PROBLEM. Please reproduce the part of the items that opens with the line containing "Scan for bear's head." and closes with the final line of the items, both ends included.
[Begin DATA TO PROCESS]
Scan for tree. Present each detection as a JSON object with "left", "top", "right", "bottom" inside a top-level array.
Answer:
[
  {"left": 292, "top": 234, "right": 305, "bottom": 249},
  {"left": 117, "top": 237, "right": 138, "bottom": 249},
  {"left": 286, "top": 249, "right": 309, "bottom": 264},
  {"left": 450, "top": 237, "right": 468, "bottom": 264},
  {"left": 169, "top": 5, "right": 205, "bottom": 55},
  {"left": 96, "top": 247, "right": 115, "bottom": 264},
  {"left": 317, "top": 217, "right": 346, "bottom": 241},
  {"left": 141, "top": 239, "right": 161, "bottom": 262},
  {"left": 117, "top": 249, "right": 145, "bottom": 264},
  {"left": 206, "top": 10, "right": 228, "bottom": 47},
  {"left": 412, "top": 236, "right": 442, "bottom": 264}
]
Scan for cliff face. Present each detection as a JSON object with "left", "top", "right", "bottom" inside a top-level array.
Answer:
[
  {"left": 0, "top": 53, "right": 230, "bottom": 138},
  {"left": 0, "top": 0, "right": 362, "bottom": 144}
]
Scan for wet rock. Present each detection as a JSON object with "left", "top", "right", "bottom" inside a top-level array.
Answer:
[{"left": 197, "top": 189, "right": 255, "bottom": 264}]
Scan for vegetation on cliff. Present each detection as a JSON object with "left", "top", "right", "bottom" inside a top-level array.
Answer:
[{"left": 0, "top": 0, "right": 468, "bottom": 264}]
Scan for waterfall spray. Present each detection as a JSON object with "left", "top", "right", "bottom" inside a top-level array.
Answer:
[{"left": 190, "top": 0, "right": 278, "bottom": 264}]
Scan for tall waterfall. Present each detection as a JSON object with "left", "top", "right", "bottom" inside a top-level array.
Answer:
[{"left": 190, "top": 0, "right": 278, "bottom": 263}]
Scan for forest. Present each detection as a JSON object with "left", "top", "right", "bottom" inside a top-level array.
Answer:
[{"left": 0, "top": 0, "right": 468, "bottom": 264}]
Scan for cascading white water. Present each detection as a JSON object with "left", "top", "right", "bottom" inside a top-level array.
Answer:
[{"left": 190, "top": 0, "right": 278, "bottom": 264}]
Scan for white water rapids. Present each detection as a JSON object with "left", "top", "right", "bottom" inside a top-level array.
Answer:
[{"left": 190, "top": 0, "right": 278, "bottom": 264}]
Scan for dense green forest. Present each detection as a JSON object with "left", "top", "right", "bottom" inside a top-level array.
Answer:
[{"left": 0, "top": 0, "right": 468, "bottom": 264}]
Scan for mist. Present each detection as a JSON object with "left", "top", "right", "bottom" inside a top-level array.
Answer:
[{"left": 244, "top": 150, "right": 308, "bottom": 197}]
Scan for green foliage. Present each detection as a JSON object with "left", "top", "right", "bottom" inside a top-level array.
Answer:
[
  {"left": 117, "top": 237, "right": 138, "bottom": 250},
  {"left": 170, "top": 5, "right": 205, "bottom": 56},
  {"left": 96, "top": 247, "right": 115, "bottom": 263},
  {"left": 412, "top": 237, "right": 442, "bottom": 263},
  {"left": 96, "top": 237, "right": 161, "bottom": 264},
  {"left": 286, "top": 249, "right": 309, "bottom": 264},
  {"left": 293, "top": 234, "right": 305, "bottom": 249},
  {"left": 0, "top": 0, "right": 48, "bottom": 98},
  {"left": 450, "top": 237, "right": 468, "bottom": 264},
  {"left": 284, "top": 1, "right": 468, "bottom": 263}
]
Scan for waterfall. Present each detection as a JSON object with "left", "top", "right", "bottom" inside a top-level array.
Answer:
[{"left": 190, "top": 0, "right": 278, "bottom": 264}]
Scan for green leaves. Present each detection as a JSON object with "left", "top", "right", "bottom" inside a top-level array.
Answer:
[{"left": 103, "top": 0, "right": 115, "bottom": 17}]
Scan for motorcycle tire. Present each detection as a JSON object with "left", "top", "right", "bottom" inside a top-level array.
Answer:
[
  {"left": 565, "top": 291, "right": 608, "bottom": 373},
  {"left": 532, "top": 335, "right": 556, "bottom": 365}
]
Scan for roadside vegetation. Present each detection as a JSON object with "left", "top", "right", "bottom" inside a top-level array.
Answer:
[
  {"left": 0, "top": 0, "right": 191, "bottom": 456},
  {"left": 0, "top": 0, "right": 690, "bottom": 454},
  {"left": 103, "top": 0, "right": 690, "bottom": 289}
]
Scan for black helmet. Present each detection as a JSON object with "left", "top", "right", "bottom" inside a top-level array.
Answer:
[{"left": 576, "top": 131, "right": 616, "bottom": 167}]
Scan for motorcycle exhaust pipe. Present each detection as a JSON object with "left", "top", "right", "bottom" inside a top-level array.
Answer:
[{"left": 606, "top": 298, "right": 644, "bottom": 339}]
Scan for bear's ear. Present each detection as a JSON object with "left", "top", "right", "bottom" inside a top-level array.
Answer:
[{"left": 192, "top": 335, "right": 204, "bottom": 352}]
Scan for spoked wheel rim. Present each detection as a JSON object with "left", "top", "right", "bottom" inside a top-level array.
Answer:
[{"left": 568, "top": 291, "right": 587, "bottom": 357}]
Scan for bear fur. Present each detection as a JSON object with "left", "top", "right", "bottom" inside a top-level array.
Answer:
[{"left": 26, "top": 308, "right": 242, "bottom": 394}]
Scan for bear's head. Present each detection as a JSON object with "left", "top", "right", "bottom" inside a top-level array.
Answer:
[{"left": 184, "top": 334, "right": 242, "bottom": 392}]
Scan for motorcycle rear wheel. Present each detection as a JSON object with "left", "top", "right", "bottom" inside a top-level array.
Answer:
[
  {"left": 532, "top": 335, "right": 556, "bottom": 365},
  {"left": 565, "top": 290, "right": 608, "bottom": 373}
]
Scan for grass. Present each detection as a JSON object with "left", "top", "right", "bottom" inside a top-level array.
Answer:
[End DATA TO PROCESS]
THE COMPLETED TASK.
Scan for bear's head. Present each detection as a JSON object with "left", "top", "right", "bottom" inside a top-level array.
Answer:
[{"left": 184, "top": 334, "right": 242, "bottom": 392}]
Scan for motorcycle rear wheel. Present each detection as a JSON object with "left", "top", "right", "bottom" inside a top-level array.
Answer:
[
  {"left": 532, "top": 335, "right": 556, "bottom": 365},
  {"left": 565, "top": 290, "right": 608, "bottom": 373}
]
Scan for grass. Present each detection as a JSON object with "left", "top", "right", "bottom" inside a top-level array.
Answer:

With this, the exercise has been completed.